**SOURCE TEXT**
Saturday, June 13, 2009
For six months now, I've been exercising...mostly faithfully...at least four times a week. I've stretched and bowed and bended and beaten all the white metal hydraulic dragons, and I've walked miles and miles of digital hills to run my heart rate up to 85 percent of the recommended maximum for weight loss.
And I've lost--five pounds! Yippy Skippy! At this rate I'll be down a whole dress size by 2011. . . and after only five hundred more hours of slugging away. Thank you,German genes!
But I think I know what has happened. I've gotten in shape alright. It's just that the shape is way, way inside--right next to the bones. I can feel those steel muscles as I flex them. I know the strength and power in my stretches.
Way in there, I'm buff.
You just can't see it, for all the marshmallow-ish surface being pushed out by those bulging muscles. One day I'll be standing close to a campfire and it will all melt and run out my ankles and people will be amazed--by the size of the puddle around my feet and by my well-toned, sleek, physique!
Actually, last night I squealed as I noticed that my ring was loose. "My ring is loose! It's slipping on my finger! Do you think this actually means I'm losing weight? And if so...WHY JUST IN MY FINGERS?
Then it hit me--all this blogging, and facebook junk, and e-mail--no wonder my fingers are buff!

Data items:

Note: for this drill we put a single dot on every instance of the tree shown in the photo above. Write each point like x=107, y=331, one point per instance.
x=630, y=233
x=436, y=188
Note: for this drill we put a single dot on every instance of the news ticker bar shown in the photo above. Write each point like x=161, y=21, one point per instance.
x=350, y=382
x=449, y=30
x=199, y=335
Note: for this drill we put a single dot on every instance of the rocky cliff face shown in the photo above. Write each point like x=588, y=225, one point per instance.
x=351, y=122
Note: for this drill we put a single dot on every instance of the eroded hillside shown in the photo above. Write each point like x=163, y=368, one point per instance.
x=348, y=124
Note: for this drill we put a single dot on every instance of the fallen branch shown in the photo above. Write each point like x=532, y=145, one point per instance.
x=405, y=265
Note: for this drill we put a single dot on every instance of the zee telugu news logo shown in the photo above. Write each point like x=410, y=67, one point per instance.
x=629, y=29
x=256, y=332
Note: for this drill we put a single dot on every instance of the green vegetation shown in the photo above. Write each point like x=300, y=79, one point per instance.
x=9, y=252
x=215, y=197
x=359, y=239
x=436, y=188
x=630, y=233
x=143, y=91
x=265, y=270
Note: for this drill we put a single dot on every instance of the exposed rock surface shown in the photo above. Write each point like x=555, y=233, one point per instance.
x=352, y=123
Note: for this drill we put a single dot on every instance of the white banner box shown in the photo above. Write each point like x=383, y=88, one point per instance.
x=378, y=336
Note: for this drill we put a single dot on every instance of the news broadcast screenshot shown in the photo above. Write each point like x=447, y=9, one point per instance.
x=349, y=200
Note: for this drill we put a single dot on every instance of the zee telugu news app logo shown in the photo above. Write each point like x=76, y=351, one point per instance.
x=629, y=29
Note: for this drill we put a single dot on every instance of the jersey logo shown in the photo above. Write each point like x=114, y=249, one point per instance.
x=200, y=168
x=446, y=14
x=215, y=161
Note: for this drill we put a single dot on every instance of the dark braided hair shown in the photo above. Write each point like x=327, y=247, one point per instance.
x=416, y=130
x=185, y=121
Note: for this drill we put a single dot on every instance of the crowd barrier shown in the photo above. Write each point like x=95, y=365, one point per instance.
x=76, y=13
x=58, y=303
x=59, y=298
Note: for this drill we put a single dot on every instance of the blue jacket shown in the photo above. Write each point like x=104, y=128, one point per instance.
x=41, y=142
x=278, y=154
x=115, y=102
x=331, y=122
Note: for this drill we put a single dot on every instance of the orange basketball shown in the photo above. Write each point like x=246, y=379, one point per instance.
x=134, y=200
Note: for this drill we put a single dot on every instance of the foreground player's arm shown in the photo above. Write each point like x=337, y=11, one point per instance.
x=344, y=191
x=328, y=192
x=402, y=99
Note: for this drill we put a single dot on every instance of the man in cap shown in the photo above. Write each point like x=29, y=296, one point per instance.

**SET OF TASKS**
1 > In the blog post about exercising, how much weight does the writer say was lost over six months?
2 > Transcribe the passage of the exercise blog post starting at "But I think" and ending at "in my stretches.".
3 > Write the next part of the blog post about exercising and weight loss, picking up after its final sentence.

**ANSWERS PER TASK**
1 > Five pounds.

2 >
But I think I know what has happened. I've gotten in shape alright. It's just that the shape is way, way inside--right next to the bones. I can feel those steel muscles as I flex them. I know the strength and power in my stretches.

3 >
One of my facebook friends--and this is a real person, a daughter-in-law to one of our parishioners--was involved in a sudden industrial accident which took her right hand and part of her arm. We got the call three nights ago, late. Turtle went to stay with our friends while they waited for news from Colorado, where the surgery was taking place. In a time like this, when you want to be there comforting the family and holding the little one--who doesn't know what is happening but frets because she feels all the tension--it helps to have friends who come pray with you.
I could not reach her, miles away, to stand silently in hospital; nor could I offer to keep the little girl, or bring a pumpkin cake. So I went down to the local blood drive and donated a pint of blood. I know. I know. This is Oklahoma blood, and she took Colorado...but at a time like this it helps to give.
She's going to be fine, because she has exceptional courage and an attitude that says, "It happened. It's not the end of the world. Let me dress myself. I want to look at artificial limbs and start learning how to use them." Not every young wife and mother would have responded so stoically. Still, I'll keep praying for her, because the day may come when, for a moment, she will feel overwhelmed. You pray too. Her name is Amanda.
Thursday, June 11, 2009
I'm witnessing a curious phenomenon--adults are taking over facebook! First it was a college ambition--They went wild, multiplying to themselves friends in a frenzy, reflecting in their moods their rise or drop in popularity as they were ranked on facebook. Then it hit high school and junior high; parents bemoaned the fact that kids saw their friends all day at school, texted them all the way home, and messaged them on facebook until suppertime. They posted pictures all over the web, weird pictures of themselves making faces and trying to look like teen-aged pop stars in the dull blue light of a barrio.
Finally, a few brave adults ventured into the uncharted land and began to connect with its youthful, zany population. Now there is an explosion of mature voices in the land as we discover the excitement of "finding old friends" on facebook. I've 'friended' my aunts, my cousins, friends of my parents, people I haven't seen in thirty years. Now I can stop wondering what ever happened to them. I can ask them.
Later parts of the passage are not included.